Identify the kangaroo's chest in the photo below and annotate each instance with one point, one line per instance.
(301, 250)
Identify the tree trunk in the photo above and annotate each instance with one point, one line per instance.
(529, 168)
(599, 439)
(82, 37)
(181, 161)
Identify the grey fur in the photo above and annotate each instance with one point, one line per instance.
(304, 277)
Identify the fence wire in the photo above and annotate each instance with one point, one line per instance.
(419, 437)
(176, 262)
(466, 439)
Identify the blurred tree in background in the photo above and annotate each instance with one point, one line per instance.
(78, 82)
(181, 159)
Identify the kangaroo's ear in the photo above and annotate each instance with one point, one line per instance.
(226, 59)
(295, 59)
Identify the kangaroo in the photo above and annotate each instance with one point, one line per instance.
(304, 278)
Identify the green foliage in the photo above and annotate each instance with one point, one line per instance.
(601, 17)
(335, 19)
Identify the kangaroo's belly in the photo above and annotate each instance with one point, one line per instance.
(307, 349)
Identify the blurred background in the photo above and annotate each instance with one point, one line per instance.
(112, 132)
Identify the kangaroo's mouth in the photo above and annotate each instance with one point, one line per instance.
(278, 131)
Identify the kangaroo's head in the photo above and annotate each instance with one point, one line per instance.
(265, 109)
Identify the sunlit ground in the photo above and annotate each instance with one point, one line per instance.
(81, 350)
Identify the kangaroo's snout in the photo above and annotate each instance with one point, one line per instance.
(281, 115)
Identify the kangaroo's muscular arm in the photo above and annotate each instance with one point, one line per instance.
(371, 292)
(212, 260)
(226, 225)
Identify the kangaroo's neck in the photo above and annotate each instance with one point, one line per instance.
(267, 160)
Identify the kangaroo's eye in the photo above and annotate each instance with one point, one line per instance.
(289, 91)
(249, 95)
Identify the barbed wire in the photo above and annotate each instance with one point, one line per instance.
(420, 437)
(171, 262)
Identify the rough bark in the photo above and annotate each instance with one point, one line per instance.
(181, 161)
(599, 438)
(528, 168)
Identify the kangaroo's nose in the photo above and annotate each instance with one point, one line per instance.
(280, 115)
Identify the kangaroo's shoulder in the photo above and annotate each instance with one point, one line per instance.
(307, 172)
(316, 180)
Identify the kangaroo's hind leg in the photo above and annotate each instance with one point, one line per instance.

• • • •

▶ [Your objective]
Repeat the listing above line by line, exactly as written.

▶ [Expected answer]
Identify the kangaroo's chest in the photo below and annotate each instance with one point, one line per instance.
(301, 250)
Identify the tree trunk in the photo above and annotate each instance with one point, one line per instance.
(529, 168)
(599, 439)
(82, 37)
(181, 161)
Identify the grey fur in the photo above and annotate each instance with one point, one line per instance.
(304, 277)
Identify the fence wire in the photo above and annotate each instance with one point, one line per instance.
(419, 437)
(176, 262)
(466, 439)
Identify the blurred tree in background in the photo above and annotate each instance with one point, one line per instance.
(78, 82)
(181, 159)
Identify the kangaroo's ear in the photo above and annotate each instance with one point, one line per instance.
(226, 59)
(295, 59)
Identify the kangaroo in the photo above and annotate each instance with one point, one line per instance.
(304, 278)
Identify the green foliage in the photo above and annotate each instance with one point, one line per instance.
(601, 17)
(335, 19)
Identify the kangaroo's belly in the photo above and annotate each instance with one point, one line per instance.
(307, 349)
Identify the blurred background in the photo above and annotate each instance with one point, one line per instance.
(112, 132)
Identify the kangaroo's mouth in the photo above and annotate each instance with one point, one line per instance.
(278, 131)
Identify the kangaroo's head in the photo above and annotate each instance with one point, one line per instance.
(265, 109)
Identify the sunlit ground in the photo above and annotate each instance with one point, one line per instance.
(81, 350)
Identify the kangaroo's snout in the photo above and annotate each instance with one point, one line per instance.
(281, 115)
Identify the kangaroo's muscular arm in the photo above and annotate each instance with one point, one line per instance.
(371, 292)
(212, 260)
(226, 225)
Identify the kangaroo's neck in the photo above and annotate each instance with one point, one line per instance.
(267, 160)
Identify the kangaroo's eye in the photo above and annotate each instance with one point, one line per instance.
(289, 91)
(249, 95)
Identify the barbed wire in the photo above and annotate each instance with one point, one line per instance.
(420, 437)
(171, 262)
Identify the rough bark in the photo above and annotate each instance with one point, one line per instance.
(181, 161)
(599, 438)
(528, 168)
Identify the kangaroo's nose in the photo above and annotate each instance with one point, one line per instance.
(280, 115)
Identify the kangaroo's shoulder in the photo above and annotate each instance with one point, one line per instance.
(307, 172)
(316, 180)
Identify the kangaroo's hind leg in the photo above and annotate each instance with one point, one line per instance.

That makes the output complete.